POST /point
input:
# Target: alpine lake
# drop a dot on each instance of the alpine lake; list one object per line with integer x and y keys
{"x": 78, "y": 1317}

^^^^

HOW TO COMPLETE THIS TASK: Set down the lines above exactly as written. Begin at the line containing "# Target: alpine lake" and stop after the last line.

RESPONSE TO THIS EXERCISE:
# Target: alpine lake
# drop a dot on each instance of the alpine lake; list one object per line with integer x and y keys
{"x": 78, "y": 1317}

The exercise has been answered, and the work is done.